(Supplied text):
— Start —
During the first two weeks of January, I came across an exchange between two Star Wars fans who were absolutely holding on to the narrative that the Rey/Kylo shipping fandom was being burdened with false accusations of racism – two weeks into the fandom as a whole going off on John Boyega over separate comments he made on New Year’s Eve.

@enfysblessed – I’ll repeat it until I’m blue in the face. Fandom as a whole is racist because society is racist and scapegoating one wildly diverse, large group who have one thing in common isn’t helping anything and is actively making it harder to combat fandom racism

@bensvvolo – this is honestly the most baffling thing to me, people not realizing the racism they recognize is societal and, I’d argue, not even fandom’s “job” to “fix”.

Two things stand out to me about these two tweets.
— End —
[Point-based annotation data]
— Start —
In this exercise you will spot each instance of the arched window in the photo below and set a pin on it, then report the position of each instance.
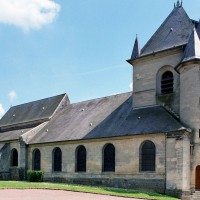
(36, 159)
(81, 159)
(57, 160)
(147, 156)
(14, 158)
(109, 158)
(167, 83)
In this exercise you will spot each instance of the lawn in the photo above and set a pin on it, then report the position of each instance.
(81, 188)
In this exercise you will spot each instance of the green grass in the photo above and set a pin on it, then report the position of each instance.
(81, 188)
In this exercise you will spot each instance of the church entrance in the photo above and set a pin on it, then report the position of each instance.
(197, 184)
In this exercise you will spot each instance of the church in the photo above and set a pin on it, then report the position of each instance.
(148, 139)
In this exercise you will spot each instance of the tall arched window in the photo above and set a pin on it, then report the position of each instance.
(147, 156)
(14, 158)
(167, 83)
(57, 160)
(109, 158)
(36, 159)
(81, 159)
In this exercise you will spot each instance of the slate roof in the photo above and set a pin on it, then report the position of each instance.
(136, 49)
(13, 134)
(174, 31)
(106, 117)
(192, 50)
(30, 112)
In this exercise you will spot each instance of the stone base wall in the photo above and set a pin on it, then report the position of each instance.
(174, 193)
(154, 185)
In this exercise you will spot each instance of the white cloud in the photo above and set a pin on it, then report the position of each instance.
(2, 111)
(131, 86)
(28, 14)
(12, 95)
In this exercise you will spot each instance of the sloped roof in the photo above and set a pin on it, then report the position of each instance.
(192, 50)
(30, 112)
(13, 134)
(174, 31)
(106, 117)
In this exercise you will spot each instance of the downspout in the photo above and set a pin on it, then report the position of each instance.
(165, 163)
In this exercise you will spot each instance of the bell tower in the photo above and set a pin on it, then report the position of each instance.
(189, 70)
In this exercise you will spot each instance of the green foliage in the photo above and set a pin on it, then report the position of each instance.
(88, 189)
(35, 176)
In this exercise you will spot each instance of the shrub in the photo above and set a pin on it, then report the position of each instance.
(35, 176)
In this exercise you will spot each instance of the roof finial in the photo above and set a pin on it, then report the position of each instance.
(178, 4)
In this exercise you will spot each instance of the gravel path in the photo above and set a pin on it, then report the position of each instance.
(33, 194)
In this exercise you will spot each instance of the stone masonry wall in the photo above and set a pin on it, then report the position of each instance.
(127, 173)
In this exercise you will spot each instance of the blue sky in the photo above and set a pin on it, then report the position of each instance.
(77, 47)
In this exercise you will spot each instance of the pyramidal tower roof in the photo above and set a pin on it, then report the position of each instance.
(174, 31)
(136, 49)
(192, 50)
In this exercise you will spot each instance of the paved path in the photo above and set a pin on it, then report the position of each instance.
(7, 194)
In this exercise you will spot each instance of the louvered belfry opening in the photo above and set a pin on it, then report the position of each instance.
(57, 160)
(81, 159)
(148, 156)
(14, 158)
(167, 83)
(36, 159)
(109, 158)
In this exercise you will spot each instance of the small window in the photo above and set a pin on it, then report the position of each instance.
(167, 83)
(81, 159)
(14, 158)
(147, 156)
(36, 159)
(57, 160)
(109, 158)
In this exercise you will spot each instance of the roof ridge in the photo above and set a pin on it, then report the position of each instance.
(192, 50)
(119, 94)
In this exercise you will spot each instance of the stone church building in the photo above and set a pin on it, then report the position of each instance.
(147, 139)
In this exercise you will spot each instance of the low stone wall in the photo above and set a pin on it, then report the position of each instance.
(155, 185)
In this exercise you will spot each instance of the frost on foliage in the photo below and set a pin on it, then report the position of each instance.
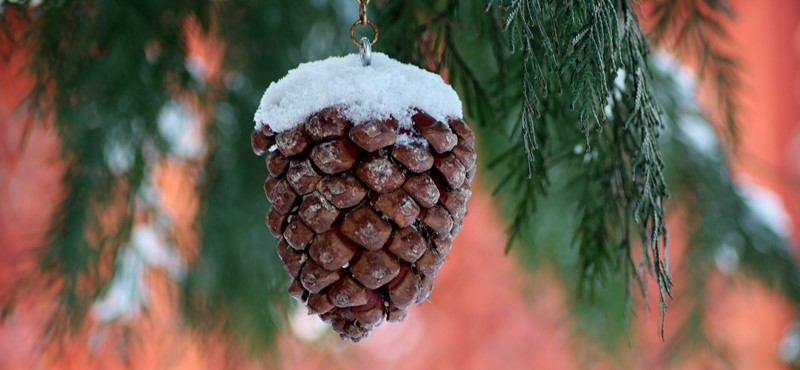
— End —
(Tasks and exercises):
[1] Answer these from the Star Wars fandom passage:
(a) When did the writer come across the exchange between the two fans?
(b) Whom had the fandom as a whole been going off on, and over what?
(c) According to @bensvvolo, whose "job" is it arguably not to "fix" racism?
[2] Name every person and every social media account mentioned in the Star Wars fandom passage.
[3] Continue the Star Wars fandom passage after its final sentence, going on to discuss the two things that stand out about the tweets.
The listing is separate material and is unrelated to the Star Wars fandom passage.

(Replies):
[1]
(a) During the first two weeks of January.
(b) John Boyega, over separate comments he made on New Year's Eve.
(c) Fandom's.

[2]
- @enfysblessed
- @bensvvolo
- John Boyega

[3]
First, there’s the idea that supposedly scapegoating a “wildly diverse, large group” (Rey/Kylo shippers) for racism they are either participating in or not stopping from their fandom… is “actively making it harder to combat fandom racism”.

As someone who’s been writing about fandom racism relatively professionally since 2015? (And casually, to an extent, since the time of the Sleepy Hollow and MCU fandoms’ initial antiblackness?)

It’s actually fans like those two that make it hard for me to have my work taken seriously and for other fans to recognize and work against fandom racism.